**Testo proposto**.
• • • • • • •
Onu, diplomatico Russia lascia: “Mi vergogno del mio Paese”
“Non mi sono mai vergognato tanto del mio Paese come il 24 febbraio di quest’anno”. Con queste parole, il diplomatico russo assegnato all’Onu di Ginevra, Boris Bondarev, annuncia la sua defezione. L’invasione è un “crimine”, “una sanguinosa, insensata, e assolutamente non necessaria ignominia”, ha aggiunto. Bondarev, uno specialista di controllo degli armamenti e disarmo, ha accusato il presidente Putin: “Coloro che hanno concepito questa guerra vogliono solo una cosa: rimanere al potere per sempre, vivere in palazzi privi di gusto e pomposi, andar per mare a bordo di yacht comparabili, per tonnellaggio e costi all’intera marina russa. Per arrivarci, sono disposti a sacrificare tutte le vite possibili. Migliaia di ucraini e russi sono già morti”.
Bondarev ha anche sparato a zero su Sergei Lavrov e sul ministero degli Esteri, che non si occuperebbe più di politica estera, ma di sostenere la guerra, di bugie e di odio. Pochi giorni dopo l’inizio dell’invasione, il numero uno della delegazione russa ai negoziati sul clima dell’Onu, Oleg Anisimov, aveva chiesto scusa “a nome dei russi che non sono stati in grado di prevenire questo conflitto”. Un post contro la guerra era stato pubblicato sulla pagina Instagram del consolato russo a Edimburgo.
• • • • • • •
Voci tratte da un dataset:
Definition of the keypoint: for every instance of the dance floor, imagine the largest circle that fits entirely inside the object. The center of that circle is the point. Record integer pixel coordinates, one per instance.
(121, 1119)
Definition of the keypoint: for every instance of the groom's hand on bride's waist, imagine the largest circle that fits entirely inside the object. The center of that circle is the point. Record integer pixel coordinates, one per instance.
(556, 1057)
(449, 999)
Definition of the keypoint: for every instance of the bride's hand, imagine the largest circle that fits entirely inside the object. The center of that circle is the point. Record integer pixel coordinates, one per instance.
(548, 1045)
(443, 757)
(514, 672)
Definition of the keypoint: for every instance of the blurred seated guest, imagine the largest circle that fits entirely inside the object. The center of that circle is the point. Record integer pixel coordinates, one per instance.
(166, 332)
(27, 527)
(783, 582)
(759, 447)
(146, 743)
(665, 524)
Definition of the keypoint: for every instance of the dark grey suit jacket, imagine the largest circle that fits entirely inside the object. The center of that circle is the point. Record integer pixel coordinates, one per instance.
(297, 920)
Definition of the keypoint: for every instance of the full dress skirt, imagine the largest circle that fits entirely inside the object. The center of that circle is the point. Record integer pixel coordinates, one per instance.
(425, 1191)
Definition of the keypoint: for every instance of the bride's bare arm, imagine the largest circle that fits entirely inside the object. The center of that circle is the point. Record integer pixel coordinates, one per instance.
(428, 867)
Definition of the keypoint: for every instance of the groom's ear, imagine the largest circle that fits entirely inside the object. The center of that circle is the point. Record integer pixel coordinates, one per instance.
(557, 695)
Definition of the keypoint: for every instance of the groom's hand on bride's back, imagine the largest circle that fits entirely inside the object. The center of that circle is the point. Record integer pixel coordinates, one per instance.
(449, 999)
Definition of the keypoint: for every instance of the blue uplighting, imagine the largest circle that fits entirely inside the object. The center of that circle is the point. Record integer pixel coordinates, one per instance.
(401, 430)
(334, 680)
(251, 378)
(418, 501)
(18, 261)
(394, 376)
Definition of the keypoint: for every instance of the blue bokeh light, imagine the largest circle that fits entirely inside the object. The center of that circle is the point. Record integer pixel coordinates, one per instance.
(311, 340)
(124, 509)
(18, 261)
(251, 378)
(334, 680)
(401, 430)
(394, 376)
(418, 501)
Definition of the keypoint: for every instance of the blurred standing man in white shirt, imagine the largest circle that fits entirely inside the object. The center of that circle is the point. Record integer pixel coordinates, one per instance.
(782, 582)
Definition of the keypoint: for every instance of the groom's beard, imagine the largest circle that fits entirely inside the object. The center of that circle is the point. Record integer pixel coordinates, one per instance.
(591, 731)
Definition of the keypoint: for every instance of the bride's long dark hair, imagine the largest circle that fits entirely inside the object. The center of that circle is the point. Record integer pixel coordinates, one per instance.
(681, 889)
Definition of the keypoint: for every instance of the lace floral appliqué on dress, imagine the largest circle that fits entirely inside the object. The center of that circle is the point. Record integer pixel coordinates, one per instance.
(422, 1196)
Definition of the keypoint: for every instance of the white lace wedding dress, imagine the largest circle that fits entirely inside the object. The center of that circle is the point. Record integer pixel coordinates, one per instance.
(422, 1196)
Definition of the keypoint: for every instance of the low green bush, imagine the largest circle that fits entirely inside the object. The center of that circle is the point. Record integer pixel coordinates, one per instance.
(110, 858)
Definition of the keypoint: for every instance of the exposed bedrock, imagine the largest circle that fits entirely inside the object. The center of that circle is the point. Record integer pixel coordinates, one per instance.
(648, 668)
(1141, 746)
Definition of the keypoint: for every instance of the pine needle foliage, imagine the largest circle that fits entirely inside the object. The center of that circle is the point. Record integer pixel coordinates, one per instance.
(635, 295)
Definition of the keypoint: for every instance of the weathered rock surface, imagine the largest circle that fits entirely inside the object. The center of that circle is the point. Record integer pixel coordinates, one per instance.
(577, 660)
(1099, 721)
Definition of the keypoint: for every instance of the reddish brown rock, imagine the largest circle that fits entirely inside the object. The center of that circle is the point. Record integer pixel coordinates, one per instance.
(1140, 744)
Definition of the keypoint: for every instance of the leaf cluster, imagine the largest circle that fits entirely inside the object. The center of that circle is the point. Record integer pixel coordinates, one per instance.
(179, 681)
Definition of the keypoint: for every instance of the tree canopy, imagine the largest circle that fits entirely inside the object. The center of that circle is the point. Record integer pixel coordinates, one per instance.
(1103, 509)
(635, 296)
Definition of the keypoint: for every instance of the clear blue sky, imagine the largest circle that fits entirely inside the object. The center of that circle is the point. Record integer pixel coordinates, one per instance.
• • • • • • •
**Consegna 1**. Trascrivi senza modifiche il brano dell'articolo sulla defezione di Bondarev compreso tra "Bondarev ha anche" e "russo a Edimburgo.".
**Consegna 2**. Nell'articolo sulla defezione di Bondarev, quale incarico ricopriva Oleg Anisimov?
**Consegna 3**. Riprendi la stesura dell'articolo sulla defezione di Bondarev a partire dall'ultima frase riportata.

**Risposta 1**.
Bondarev ha anche sparato a zero su Sergei Lavrov e sul ministero degli Esteri, che non si occuperebbe più di politica estera, ma di sostenere la guerra, di bugie e di odio. Pochi giorni dopo l’inizio dell’invasione, il numero uno della delegazione russa ai negoziati sul clima dell’Onu, Oleg Anisimov, aveva chiesto scusa “a nome dei russi che non sono stati in grado di prevenire questo conflitto”. Un post contro la guerra era stato pubblicato sulla pagina Instagram del consolato russo a Edimburgo.

**Risposta 2**. Era il capo della delegazione russa ai negoziati sul clima dell'Onu.

**Risposta 3**.
Azovstal, separatisti Donetsk: “Tribunale internazionale giudicherà combattenti”
Saranno giudicati da un “tribunale internazionale” nella regione di Donetsk i combattenti ucraini che di recente si sono arresi ai russi uscendo dall’acciaieria Azovstal di Mariupol dopo un lungo assedio. Lo ha annunciato il leader della Repubblica separatista filo-russa di Donetsk, Denis Pushilin, all’agenzia Interfax. “Sono attualmente in fase di elaborazione i regolamenti del tribunale”, ha aggiunto senza fornire ulteriori dettagli.
Citando un’altra fonte, la stessa Interfax ha riferito che il processo dovrebbe iniziare a Mariupol, mentre le successive udienze potrebbero tenersi in altre parti della regione.
Mosca ha intanto escluso uno scambio tra i militari ucraini catturati dopo la presa dell’impianto di Azovstal e il deputato oppositore ucraino filorusso Viktor Medvedchuk. “Abbiamo già detto che Medvedchuk è un cittadino ucraino, e non è un militare”, ha sottolineato Dmitry Peskov, portavoce del Cremlino. “Nel caso delle persone che si sono arrese all’Azovstal, stiamo parlando di militari e membri di formazioni nazionaliste, per cui si tratta di categorie completamente differenti e non si può praticamente parlare di scambi”. Quanto alla possibilità di uno scambio con militari russi, Peskov si è limitato a dire che il prossimo passo sta alla parte ucraina: “Sono loro che, se necessario, parleranno”.
Ucraina, Pomerantsev: “Obiettivo Russia è spaccare l’Alleanza”
“La propaganda della Russia è passata al contrattacco”. E’ quanto ha detto Peter Pomerantsev, analista di origini ucraine alla Johns Hopkins University in un seminario, organizzato dalle ambasciate di Ucraina e Stati Uniti. “La narrativa, basata sulle colpe dell’Occidente e sulle ambizioni coloniali degli Stati Uniti in Est Europa, che hanno costretto la Russia ad agire sta andando molto bene”, ha spiegato.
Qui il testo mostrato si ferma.